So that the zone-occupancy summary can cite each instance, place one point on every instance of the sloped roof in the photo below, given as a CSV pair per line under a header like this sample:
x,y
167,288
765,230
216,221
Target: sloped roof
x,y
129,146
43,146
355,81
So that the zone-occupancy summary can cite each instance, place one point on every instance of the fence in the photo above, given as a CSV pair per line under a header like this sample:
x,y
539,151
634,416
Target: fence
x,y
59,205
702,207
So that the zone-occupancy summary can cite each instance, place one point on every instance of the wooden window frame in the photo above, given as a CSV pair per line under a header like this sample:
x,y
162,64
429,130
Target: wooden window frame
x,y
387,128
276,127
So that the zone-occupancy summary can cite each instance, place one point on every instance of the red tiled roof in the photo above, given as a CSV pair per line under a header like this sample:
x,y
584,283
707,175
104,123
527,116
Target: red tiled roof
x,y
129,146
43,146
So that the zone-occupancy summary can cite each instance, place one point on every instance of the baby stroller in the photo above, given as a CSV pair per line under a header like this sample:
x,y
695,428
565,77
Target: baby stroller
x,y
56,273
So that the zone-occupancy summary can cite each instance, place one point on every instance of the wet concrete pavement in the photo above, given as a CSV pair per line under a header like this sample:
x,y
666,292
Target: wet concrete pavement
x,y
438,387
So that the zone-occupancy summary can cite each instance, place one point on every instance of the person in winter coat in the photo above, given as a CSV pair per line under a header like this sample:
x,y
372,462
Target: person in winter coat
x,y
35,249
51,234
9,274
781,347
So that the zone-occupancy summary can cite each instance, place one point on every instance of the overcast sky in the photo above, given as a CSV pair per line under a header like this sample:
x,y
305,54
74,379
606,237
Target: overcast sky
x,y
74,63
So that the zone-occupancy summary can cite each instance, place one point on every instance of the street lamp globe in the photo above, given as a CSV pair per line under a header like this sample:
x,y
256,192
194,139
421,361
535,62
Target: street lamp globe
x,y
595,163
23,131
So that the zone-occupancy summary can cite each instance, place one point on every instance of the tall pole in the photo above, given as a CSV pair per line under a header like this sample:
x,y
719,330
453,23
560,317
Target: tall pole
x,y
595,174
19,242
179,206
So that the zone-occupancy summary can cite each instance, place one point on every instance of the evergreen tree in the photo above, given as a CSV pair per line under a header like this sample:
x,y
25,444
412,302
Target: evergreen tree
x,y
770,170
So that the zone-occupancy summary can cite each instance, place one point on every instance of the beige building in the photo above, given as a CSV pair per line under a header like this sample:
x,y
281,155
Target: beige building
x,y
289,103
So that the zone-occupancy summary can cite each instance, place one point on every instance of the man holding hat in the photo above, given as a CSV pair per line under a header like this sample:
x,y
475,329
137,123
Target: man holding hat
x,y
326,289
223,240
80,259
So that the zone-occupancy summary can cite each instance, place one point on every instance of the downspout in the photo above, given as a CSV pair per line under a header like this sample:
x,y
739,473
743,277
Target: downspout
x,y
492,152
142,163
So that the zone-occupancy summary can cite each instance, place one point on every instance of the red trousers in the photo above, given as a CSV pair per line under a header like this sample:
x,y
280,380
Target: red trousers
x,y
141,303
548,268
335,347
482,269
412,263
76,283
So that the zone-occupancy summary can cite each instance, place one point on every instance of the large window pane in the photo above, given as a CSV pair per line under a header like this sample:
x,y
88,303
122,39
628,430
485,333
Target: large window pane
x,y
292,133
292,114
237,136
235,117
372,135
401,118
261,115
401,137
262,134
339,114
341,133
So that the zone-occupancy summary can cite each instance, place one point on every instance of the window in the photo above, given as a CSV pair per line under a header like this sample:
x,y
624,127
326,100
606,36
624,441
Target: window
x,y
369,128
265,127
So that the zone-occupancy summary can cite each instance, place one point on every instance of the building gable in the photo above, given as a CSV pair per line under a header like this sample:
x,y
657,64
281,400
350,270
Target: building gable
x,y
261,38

# # #

- _Set task_:
Quote all the records exactly, please, leaving none out.

- _Exercise output_:
So that the zone-occupancy summary can cite each instance, place one point on every instance of the sloped roof in the photo below, given as a CSV pair per line under a header like this sample:
x,y
167,288
765,230
216,221
Target: sloped roof
x,y
129,146
43,146
355,81
So that the zone-occupancy summary can cite each instance, place one point on every instance of the fence in the photo above, given as a CSV pair per line under a header like this sample:
x,y
539,151
634,416
Target: fence
x,y
59,205
702,207
So that the zone-occupancy summary can cite each instance, place one point on every instance of the wooden window frame in the photo above, given as a CSV pair per line under a header like this sample:
x,y
162,64
429,130
Target: wooden window frame
x,y
387,128
276,127
So that the zone-occupancy summary can cite each instance, place one point on every instance of the red tiled roof in the photo above, given as a CSV pair per line under a header like this sample:
x,y
584,283
707,175
104,123
527,116
Target: red tiled roof
x,y
129,146
43,146
So that the zone-occupancy summary can cite each instance, place one point on every instance of the baby stroller in the photo above, given as a CSV pair per line under a header like this sample:
x,y
695,428
565,77
Target: baby stroller
x,y
56,273
So that the zone-occupancy summary can cite each instance, place one point on every instance of the wet concrete pavement in the photo above, given as a CSV pair per line under a header like this sample:
x,y
666,292
Target: wet concrete pavement
x,y
438,387
So that the zone-occupancy summary can cite each instance, place one point on every instance of the person in winter coat in the photo above, given as a CSV pair per line under a header like this sample:
x,y
372,462
Target: person in winter coat
x,y
35,249
51,234
9,274
781,347
So that the zone-occupancy summary can cite each instance, place one point on every instance of the overcast sky in the photo above, given as a CSV pair per line under a header like this sample:
x,y
305,54
74,379
606,237
Target: overcast sky
x,y
74,63
So that the zone-occupancy summary can cite each instance, place one point on every instance of the street lamp globe in the photo above, given as a CSV pair per line under a header like this sample:
x,y
256,192
194,139
421,361
535,62
Target: street lamp globe
x,y
595,163
23,131
So that the zone-occupancy summary can cite each instance, place one point on every instance of the tall pole in the photo above, given as a CSV pair per line under a header like this sample:
x,y
719,330
453,23
560,317
Target: tall pole
x,y
595,174
19,242
179,206
So that the zone-occupancy summary can cite each instance, place one point on every instance of the evergreen tree in the photo above, given as a CSV pair per line under a header like this sample:
x,y
25,444
412,302
Target: evergreen tree
x,y
770,170
So that the zone-occupancy summary can cite each instance, place one point on every instance of the beige building in the photo above, given as a CSV pair per line under a header like this sample:
x,y
281,155
Target: beige building
x,y
289,103
So that the zone-occupancy summary can cite each instance, place one point on every instance of the man holding hat in the photo above, given as a CSV pair per line under a header like this sample:
x,y
475,329
137,123
Target: man holding hat
x,y
326,289
223,240
80,259
So that the zone-occupancy summary can cite each instance, place one point on every instance of the downspout in the photo above, given as a CSV pair per line under a header like this sample:
x,y
739,473
743,277
Target: downspout
x,y
492,152
142,163
So that the zone-occupancy summary can cite each instance, place one point on every instance of the red trousers in the photo above, given as a CSV pair per line under a header like this sample:
x,y
280,380
Target: red trousers
x,y
141,303
548,268
335,347
482,269
412,263
76,283
So that the zone-occupancy summary can cite each instance, place one point on every instance of the large window pane in the photo above, given as a CSV pair per line under a header like this sample:
x,y
88,303
122,39
628,430
485,333
Target: large window pane
x,y
292,133
292,114
237,136
235,117
372,135
401,118
261,115
401,137
262,134
339,114
341,133
So that the zone-occupancy summary can cite each instance, place one point on every instance of the window in the photo above, given as a CSV pair per line under a header like this sample:
x,y
624,127
326,100
606,36
624,441
Target: window
x,y
369,128
265,127
So that the zone-occupancy summary can cite each instance, place one point on every instance of the building gable in the photo above, given as a CSV pair per line under a header like this sample:
x,y
657,64
281,400
350,270
Target: building gable
x,y
261,38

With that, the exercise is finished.